* _Activity_
Give the lines below again, exactly as they stand, and leave out the images.

Records drawn from a dataset
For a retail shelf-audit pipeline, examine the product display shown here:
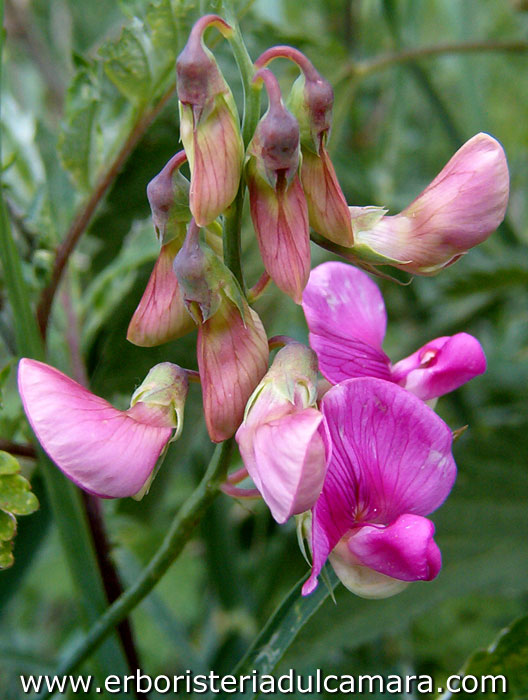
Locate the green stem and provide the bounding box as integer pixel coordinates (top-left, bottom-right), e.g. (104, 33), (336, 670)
(34, 439), (234, 700)
(222, 0), (261, 148)
(219, 0), (261, 289)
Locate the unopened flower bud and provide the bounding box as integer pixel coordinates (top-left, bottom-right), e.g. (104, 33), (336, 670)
(128, 153), (222, 347)
(146, 151), (190, 245)
(174, 221), (269, 442)
(256, 47), (353, 246)
(18, 359), (188, 499)
(130, 362), (189, 439)
(177, 15), (243, 226)
(247, 69), (310, 303)
(236, 343), (328, 523)
(349, 133), (509, 275)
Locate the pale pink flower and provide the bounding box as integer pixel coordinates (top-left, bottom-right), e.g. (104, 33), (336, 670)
(236, 343), (328, 523)
(18, 359), (187, 498)
(350, 133), (509, 274)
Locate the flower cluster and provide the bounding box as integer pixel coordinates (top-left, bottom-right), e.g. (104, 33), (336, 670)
(18, 15), (509, 598)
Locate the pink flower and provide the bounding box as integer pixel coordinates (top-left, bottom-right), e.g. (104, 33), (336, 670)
(302, 261), (486, 400)
(177, 15), (243, 226)
(246, 69), (310, 303)
(236, 343), (328, 523)
(173, 221), (269, 442)
(302, 377), (456, 596)
(18, 359), (187, 498)
(349, 133), (509, 274)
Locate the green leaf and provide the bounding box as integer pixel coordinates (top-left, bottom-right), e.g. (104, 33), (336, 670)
(100, 21), (152, 102)
(0, 474), (39, 516)
(227, 570), (340, 700)
(0, 539), (14, 569)
(438, 615), (528, 700)
(58, 69), (99, 191)
(0, 451), (20, 476)
(0, 510), (16, 541)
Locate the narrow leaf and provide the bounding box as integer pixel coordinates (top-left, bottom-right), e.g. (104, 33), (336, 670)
(438, 615), (528, 700)
(227, 571), (339, 700)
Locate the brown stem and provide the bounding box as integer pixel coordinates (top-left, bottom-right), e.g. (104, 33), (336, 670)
(247, 271), (271, 302)
(36, 83), (177, 340)
(81, 494), (148, 700)
(0, 439), (36, 459)
(345, 40), (528, 81)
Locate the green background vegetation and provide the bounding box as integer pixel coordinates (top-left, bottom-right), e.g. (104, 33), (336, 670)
(0, 0), (527, 697)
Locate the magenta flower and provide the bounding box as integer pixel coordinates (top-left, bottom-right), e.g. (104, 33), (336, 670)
(302, 377), (456, 596)
(349, 133), (509, 274)
(236, 343), (328, 523)
(18, 359), (188, 498)
(302, 261), (486, 400)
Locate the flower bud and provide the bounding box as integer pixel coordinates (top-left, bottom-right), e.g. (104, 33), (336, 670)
(146, 151), (191, 245)
(130, 362), (189, 439)
(177, 15), (243, 226)
(247, 69), (310, 303)
(349, 133), (509, 274)
(18, 359), (188, 499)
(128, 154), (224, 347)
(236, 343), (328, 523)
(256, 47), (353, 246)
(174, 221), (269, 442)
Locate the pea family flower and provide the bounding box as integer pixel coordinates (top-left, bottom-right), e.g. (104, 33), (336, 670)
(236, 343), (328, 523)
(246, 68), (310, 303)
(349, 133), (509, 274)
(302, 261), (486, 400)
(173, 221), (269, 442)
(256, 46), (353, 246)
(127, 152), (222, 347)
(18, 359), (188, 498)
(177, 14), (244, 226)
(302, 377), (456, 596)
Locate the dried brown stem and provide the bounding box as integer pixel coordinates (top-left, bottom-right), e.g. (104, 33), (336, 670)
(0, 439), (37, 459)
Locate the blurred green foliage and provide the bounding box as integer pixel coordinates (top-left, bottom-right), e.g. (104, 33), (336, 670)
(1, 0), (527, 698)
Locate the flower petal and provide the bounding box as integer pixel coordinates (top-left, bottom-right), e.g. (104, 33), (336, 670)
(346, 514), (441, 581)
(248, 171), (310, 304)
(301, 146), (353, 246)
(249, 408), (327, 524)
(127, 240), (194, 347)
(352, 133), (509, 274)
(391, 333), (487, 400)
(302, 262), (391, 383)
(18, 359), (173, 498)
(303, 377), (455, 594)
(198, 301), (269, 442)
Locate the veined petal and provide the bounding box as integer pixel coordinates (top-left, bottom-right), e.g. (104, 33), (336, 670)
(127, 239), (194, 347)
(18, 359), (173, 498)
(250, 408), (327, 524)
(346, 514), (441, 581)
(391, 333), (487, 400)
(303, 377), (455, 595)
(302, 262), (391, 383)
(248, 168), (310, 304)
(301, 145), (353, 246)
(188, 96), (243, 226)
(198, 300), (269, 442)
(352, 133), (509, 274)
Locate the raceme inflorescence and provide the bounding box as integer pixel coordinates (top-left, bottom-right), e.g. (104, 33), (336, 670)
(18, 14), (509, 599)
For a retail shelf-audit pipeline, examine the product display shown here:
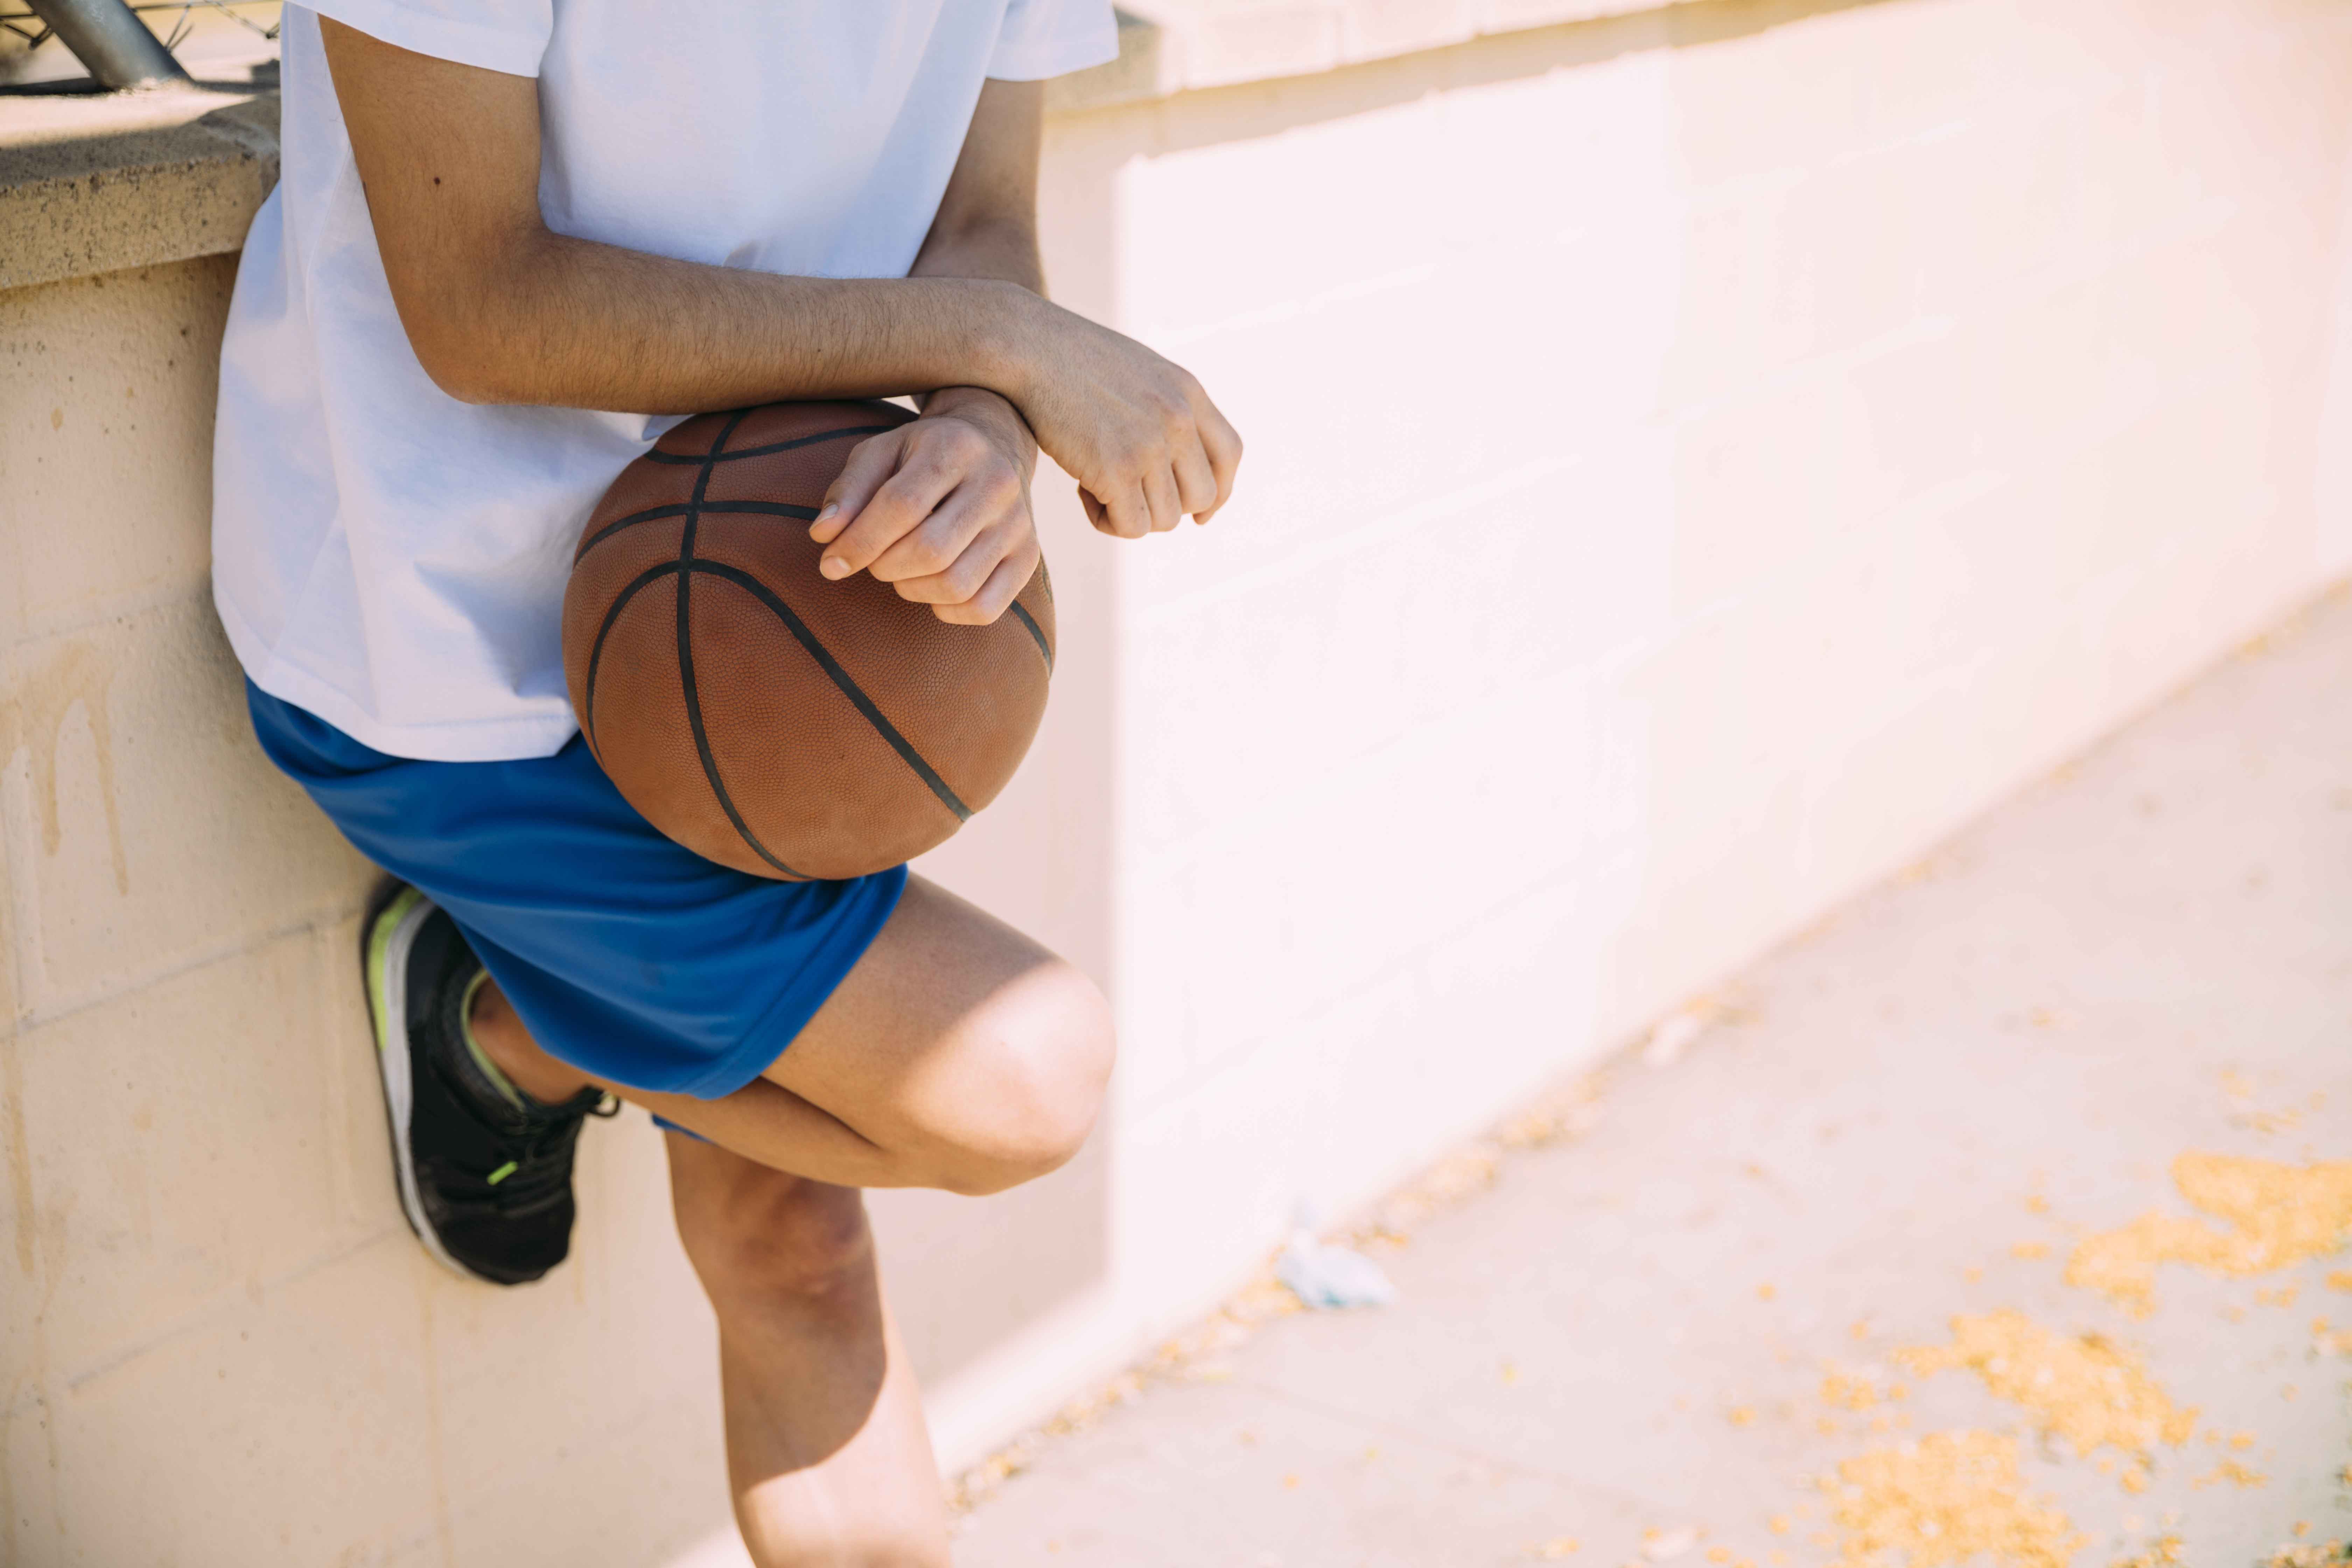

* _Task solution_
For a retail shelf-audit pipeline, examine the product display shown here:
Locate the green stem and provide the bounding box as integer pixel coordinates (top-left, bottom-right), e.g. (104, 33), (336, 670)
(34, 439), (234, 700)
(222, 0), (261, 148)
(219, 0), (261, 289)
Locate the unopened flower bud and provide the bounding box as integer pixel coordinates (top-left, bottom-right), e.g. (104, 33), (336, 670)
(128, 153), (222, 347)
(146, 151), (190, 245)
(174, 221), (269, 442)
(256, 47), (353, 246)
(18, 359), (188, 499)
(130, 362), (189, 439)
(177, 15), (243, 226)
(247, 69), (310, 303)
(236, 343), (328, 523)
(349, 133), (509, 275)
Locate the pale pink flower and provide the bounding box as integer pixel coordinates (top-left, bottom-right), e.g. (104, 33), (336, 670)
(236, 343), (328, 523)
(18, 359), (187, 498)
(350, 133), (509, 274)
Locate the flower cluster and provide the bounding box as integer pixel coordinates (top-left, bottom-right), e.g. (104, 33), (336, 670)
(18, 15), (509, 598)
Locate the pink flower and provide the bounding box as integer pixel coordinates (top-left, bottom-right), e.g. (104, 33), (336, 670)
(302, 261), (486, 400)
(177, 15), (243, 226)
(246, 69), (310, 303)
(236, 343), (328, 523)
(173, 221), (269, 442)
(302, 377), (456, 596)
(18, 359), (187, 498)
(349, 133), (509, 274)
Locate the green leaf and provide the bounding box as integer pixel coordinates (top-left, bottom-right), e.g. (104, 33), (336, 670)
(100, 21), (152, 102)
(0, 474), (39, 516)
(227, 570), (340, 700)
(0, 539), (14, 569)
(438, 615), (528, 700)
(58, 69), (99, 191)
(0, 451), (20, 476)
(0, 510), (16, 541)
Locate the narrow leaf and provide the bounding box as integer pixel coordinates (top-left, bottom-right), e.g. (104, 33), (336, 670)
(438, 615), (528, 700)
(227, 571), (339, 700)
Locate the brown stem and provide the bounding box as integer pixel coordinates (top-left, bottom-right), e.g. (104, 33), (336, 670)
(247, 271), (271, 302)
(36, 83), (177, 340)
(81, 494), (148, 700)
(0, 439), (36, 459)
(345, 40), (528, 81)
Locate the green background vegetation and provide the bounding box as integer pixel coordinates (top-left, bottom-right), e.g. (104, 33), (336, 670)
(0, 0), (527, 697)
Locate the magenta flower and provide the bounding box as integer pixel coordinates (top-left, bottom-right), e.g. (104, 33), (336, 670)
(302, 377), (456, 596)
(349, 133), (509, 274)
(236, 343), (328, 523)
(18, 359), (188, 498)
(302, 261), (486, 400)
Locate the flower bud and provide the bounding box as integer pixel coordinates (top-left, bottom-right), e.g. (104, 33), (336, 670)
(146, 151), (191, 245)
(130, 362), (189, 439)
(177, 15), (243, 226)
(247, 69), (310, 303)
(349, 133), (509, 274)
(18, 359), (188, 499)
(128, 154), (224, 347)
(236, 343), (328, 523)
(256, 47), (353, 246)
(174, 221), (269, 442)
Locate the pea family flower and provide the bounding box as integer pixel coordinates (top-left, bottom-right), e.g. (104, 33), (336, 670)
(236, 343), (328, 523)
(246, 68), (310, 303)
(349, 133), (509, 274)
(302, 261), (486, 400)
(173, 221), (269, 442)
(256, 46), (353, 246)
(127, 152), (222, 347)
(18, 359), (188, 498)
(177, 14), (244, 226)
(302, 377), (456, 596)
Locate the dried brown stem and provide the bounding box as integer pixel coordinates (top-left, bottom-right), e.g. (104, 33), (336, 670)
(0, 439), (37, 459)
Locate the blurred green foliage and provide the bounding box as integer pixel coordinates (top-left, bottom-right), e.g. (104, 33), (336, 670)
(1, 0), (527, 698)
Locate the flower petal and provide the bounding box as integer pixel coordinates (top-left, bottom-right), e.g. (104, 33), (336, 670)
(346, 514), (441, 581)
(248, 171), (310, 304)
(301, 146), (353, 246)
(249, 408), (327, 524)
(127, 240), (194, 347)
(352, 133), (509, 274)
(391, 333), (487, 400)
(302, 262), (391, 383)
(18, 359), (173, 498)
(303, 377), (455, 594)
(198, 301), (269, 442)
Locate the veined petal and provide the bounding box as integer pixel coordinates (top-left, bottom-right), e.g. (104, 33), (336, 670)
(127, 239), (194, 347)
(18, 359), (173, 498)
(250, 408), (327, 524)
(346, 514), (441, 581)
(391, 333), (487, 400)
(303, 377), (455, 595)
(302, 262), (391, 383)
(248, 168), (310, 304)
(301, 145), (353, 246)
(188, 96), (243, 226)
(198, 300), (269, 442)
(352, 133), (509, 274)
Locate the raceme inflorescence and provide the bounding box as integer pixel coordinates (top-left, bottom-right), e.g. (104, 33), (336, 670)
(18, 14), (509, 599)
For a retail shelf-audit pipeline, examine the product display shown here:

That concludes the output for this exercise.